:: Problem to solve ::
Reproduce only the lines that run from the line containing "Audit flag: the laptop" to the end of the entries below, exactly as they stand.

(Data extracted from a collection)
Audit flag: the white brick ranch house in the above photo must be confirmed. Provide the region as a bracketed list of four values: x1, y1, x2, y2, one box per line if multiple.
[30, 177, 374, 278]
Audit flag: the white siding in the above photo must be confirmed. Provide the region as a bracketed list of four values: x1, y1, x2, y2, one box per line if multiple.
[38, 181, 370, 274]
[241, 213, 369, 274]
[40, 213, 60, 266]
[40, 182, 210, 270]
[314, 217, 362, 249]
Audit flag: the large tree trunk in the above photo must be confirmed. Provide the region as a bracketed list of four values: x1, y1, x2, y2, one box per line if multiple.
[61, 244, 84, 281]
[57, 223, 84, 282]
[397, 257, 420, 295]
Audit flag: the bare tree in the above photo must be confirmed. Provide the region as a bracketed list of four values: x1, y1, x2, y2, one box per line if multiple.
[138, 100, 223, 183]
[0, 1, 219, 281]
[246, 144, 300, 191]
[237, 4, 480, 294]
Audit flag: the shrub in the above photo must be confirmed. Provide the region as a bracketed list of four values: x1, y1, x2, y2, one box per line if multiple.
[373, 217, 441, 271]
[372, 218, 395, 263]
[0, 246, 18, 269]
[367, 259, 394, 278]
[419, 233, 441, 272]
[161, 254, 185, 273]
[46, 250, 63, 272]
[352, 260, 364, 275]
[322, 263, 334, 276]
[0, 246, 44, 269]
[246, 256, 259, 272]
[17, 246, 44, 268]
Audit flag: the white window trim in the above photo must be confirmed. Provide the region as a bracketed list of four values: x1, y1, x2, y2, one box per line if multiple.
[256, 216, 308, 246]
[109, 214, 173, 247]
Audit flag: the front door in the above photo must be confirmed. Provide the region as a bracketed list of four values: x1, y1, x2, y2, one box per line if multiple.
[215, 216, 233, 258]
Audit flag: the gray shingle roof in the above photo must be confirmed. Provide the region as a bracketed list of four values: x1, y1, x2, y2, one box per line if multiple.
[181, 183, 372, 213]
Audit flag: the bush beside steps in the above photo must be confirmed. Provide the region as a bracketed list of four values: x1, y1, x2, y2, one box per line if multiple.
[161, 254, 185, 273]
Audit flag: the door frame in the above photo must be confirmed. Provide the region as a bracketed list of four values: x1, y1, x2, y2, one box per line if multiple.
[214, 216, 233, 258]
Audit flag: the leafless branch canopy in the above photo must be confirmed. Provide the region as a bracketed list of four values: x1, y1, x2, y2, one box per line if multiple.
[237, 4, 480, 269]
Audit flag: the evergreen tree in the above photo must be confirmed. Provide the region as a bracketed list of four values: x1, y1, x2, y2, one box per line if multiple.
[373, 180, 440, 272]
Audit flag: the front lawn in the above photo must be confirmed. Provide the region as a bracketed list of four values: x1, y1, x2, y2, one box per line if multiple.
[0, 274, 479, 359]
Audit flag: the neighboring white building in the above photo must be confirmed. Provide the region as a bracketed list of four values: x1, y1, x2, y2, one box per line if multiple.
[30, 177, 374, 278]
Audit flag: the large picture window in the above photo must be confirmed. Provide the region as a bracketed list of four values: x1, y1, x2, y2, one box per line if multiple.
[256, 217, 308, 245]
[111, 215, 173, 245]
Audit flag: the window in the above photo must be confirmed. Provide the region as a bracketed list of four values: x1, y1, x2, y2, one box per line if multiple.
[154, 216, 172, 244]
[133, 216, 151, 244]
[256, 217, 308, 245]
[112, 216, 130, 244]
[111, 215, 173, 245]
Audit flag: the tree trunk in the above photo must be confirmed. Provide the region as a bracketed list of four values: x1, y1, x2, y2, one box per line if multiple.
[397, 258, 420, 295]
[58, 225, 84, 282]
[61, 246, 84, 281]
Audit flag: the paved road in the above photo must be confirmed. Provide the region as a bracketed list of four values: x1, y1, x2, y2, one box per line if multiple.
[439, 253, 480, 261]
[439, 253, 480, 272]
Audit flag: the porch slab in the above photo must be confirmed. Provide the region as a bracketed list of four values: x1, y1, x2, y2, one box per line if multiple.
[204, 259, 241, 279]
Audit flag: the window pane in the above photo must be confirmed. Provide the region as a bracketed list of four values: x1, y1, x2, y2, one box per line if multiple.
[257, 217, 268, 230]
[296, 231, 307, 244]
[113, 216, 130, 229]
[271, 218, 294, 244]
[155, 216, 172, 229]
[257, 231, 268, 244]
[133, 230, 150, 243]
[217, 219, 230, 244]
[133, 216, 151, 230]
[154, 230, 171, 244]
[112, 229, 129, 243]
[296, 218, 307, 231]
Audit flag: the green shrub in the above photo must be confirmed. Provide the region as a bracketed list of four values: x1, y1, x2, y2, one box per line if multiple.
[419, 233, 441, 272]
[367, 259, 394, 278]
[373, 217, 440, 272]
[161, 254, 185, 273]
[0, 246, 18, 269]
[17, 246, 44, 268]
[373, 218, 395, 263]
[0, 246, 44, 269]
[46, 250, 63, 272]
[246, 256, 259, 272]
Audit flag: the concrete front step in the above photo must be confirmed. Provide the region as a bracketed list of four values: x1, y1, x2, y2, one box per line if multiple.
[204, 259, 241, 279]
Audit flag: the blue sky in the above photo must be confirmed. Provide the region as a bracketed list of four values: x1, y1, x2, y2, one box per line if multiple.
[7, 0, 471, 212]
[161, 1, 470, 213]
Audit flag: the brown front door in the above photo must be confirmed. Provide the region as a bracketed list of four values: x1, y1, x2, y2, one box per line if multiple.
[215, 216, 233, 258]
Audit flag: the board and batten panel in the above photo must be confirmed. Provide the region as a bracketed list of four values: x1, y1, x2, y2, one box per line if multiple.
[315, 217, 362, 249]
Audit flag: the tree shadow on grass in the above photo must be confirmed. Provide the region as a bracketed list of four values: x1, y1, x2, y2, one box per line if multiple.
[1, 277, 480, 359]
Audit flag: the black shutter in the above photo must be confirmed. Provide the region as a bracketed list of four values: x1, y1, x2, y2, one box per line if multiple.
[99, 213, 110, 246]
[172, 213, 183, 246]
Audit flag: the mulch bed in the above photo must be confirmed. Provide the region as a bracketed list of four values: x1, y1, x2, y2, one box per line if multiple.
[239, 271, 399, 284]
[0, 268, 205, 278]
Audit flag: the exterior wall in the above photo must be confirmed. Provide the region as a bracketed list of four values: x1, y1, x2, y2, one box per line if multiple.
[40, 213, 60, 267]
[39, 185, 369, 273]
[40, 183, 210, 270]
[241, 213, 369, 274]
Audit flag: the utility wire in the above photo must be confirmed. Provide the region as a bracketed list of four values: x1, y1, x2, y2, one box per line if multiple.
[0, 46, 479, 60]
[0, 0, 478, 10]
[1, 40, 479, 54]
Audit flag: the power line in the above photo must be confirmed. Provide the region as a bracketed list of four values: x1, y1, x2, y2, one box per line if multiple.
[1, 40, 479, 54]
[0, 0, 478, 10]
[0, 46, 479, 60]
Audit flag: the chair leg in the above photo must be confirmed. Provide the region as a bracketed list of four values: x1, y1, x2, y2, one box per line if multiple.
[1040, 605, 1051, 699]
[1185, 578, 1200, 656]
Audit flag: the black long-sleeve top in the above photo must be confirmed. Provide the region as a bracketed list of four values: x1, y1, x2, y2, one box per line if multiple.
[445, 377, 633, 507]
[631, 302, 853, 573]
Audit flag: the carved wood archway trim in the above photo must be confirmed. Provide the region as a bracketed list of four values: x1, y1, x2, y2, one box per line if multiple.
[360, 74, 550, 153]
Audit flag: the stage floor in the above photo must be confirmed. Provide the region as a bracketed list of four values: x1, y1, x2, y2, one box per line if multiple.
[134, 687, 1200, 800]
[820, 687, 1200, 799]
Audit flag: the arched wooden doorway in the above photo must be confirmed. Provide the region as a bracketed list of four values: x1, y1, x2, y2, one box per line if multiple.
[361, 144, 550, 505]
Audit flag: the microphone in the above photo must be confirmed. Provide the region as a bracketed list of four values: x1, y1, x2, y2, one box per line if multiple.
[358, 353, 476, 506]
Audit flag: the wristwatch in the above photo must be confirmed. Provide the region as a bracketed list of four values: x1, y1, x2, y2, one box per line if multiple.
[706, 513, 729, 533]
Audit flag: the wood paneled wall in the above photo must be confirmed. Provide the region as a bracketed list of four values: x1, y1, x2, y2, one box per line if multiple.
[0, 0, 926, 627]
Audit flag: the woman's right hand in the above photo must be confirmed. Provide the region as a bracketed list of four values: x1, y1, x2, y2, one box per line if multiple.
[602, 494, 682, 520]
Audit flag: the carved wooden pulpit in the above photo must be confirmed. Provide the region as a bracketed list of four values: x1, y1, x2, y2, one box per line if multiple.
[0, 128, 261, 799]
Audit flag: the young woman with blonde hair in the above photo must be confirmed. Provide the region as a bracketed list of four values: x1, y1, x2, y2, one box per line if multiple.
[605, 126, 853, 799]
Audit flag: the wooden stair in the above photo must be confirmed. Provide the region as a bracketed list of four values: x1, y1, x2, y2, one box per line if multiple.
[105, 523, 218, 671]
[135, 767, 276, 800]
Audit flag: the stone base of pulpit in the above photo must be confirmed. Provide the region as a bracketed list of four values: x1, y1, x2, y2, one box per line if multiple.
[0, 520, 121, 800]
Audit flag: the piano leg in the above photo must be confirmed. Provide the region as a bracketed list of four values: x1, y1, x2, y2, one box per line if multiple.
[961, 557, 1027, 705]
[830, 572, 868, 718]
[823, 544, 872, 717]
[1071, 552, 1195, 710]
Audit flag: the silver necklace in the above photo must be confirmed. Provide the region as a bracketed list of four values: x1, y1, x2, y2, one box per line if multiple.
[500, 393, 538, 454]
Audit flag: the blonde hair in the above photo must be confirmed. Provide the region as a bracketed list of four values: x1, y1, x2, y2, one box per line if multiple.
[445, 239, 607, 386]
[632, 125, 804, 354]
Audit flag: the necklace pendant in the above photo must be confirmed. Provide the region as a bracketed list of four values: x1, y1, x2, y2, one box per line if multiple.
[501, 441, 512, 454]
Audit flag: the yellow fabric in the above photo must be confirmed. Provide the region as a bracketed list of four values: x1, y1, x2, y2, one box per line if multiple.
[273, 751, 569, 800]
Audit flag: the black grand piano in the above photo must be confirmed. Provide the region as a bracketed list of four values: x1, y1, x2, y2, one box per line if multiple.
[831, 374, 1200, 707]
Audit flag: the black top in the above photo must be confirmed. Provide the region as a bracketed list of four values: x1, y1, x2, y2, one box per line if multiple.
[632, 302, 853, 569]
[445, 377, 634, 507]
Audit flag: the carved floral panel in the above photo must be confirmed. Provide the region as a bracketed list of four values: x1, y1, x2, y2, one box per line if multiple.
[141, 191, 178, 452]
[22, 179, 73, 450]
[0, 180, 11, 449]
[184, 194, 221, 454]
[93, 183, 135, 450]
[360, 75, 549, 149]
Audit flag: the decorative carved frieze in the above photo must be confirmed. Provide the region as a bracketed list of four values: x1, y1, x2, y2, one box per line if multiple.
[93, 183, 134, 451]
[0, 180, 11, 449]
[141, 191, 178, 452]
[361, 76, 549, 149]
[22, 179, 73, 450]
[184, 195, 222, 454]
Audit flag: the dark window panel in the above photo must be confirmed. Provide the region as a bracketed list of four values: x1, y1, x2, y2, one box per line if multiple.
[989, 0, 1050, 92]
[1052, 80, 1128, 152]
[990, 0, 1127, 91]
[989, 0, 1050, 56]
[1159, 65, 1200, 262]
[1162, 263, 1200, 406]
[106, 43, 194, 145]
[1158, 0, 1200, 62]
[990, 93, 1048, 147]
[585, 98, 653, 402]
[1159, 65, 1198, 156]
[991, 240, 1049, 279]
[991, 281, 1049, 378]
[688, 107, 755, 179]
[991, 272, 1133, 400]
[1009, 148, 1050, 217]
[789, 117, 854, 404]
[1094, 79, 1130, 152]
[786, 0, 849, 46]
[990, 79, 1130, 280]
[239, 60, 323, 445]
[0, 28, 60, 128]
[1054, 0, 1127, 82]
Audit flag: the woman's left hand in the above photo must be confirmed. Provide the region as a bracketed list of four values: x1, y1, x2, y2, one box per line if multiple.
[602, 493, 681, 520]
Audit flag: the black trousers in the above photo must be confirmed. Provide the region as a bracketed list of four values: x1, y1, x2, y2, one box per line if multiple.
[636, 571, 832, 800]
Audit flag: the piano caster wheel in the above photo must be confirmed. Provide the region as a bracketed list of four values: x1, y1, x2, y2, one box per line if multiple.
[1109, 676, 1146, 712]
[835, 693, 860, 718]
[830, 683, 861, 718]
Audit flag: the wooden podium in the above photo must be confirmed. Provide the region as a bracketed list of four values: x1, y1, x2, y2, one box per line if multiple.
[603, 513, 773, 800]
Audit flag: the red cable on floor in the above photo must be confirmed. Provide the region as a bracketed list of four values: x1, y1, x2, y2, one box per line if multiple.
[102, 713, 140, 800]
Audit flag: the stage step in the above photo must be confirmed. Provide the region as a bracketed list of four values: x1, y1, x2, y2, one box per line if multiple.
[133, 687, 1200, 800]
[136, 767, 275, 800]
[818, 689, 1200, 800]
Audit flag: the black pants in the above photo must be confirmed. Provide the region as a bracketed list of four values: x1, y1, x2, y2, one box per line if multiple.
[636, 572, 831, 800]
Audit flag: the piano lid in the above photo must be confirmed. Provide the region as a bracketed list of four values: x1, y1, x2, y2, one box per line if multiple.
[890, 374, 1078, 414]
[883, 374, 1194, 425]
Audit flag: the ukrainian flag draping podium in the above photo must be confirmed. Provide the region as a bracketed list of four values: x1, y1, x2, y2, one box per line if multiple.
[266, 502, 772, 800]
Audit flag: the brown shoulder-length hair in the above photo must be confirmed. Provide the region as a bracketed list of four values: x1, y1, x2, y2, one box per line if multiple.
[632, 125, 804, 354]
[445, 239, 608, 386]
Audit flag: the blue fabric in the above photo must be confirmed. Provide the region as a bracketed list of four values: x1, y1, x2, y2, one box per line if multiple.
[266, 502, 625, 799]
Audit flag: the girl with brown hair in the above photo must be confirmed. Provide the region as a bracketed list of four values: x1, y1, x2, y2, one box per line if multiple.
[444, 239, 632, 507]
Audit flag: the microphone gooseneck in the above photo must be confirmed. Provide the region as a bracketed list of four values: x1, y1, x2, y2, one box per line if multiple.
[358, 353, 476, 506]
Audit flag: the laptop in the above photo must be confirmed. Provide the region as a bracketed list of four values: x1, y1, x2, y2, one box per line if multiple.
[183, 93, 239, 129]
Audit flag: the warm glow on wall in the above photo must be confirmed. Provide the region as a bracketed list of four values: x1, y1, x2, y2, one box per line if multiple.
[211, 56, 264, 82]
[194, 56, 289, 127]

:: Written response ::
Audit flag: the laptop in the above photo must be confirmed. Provide the region as a bracketed list of four values: x1, y1, x2, y2, one box per line if multiple.
[183, 93, 239, 129]
Audit flag: the warm glow on wall in the above photo must be confirmed. Provide the region as a bracketed list of four values: x1, y1, x2, y2, one box per line if multiple.
[211, 56, 264, 82]
[194, 56, 289, 127]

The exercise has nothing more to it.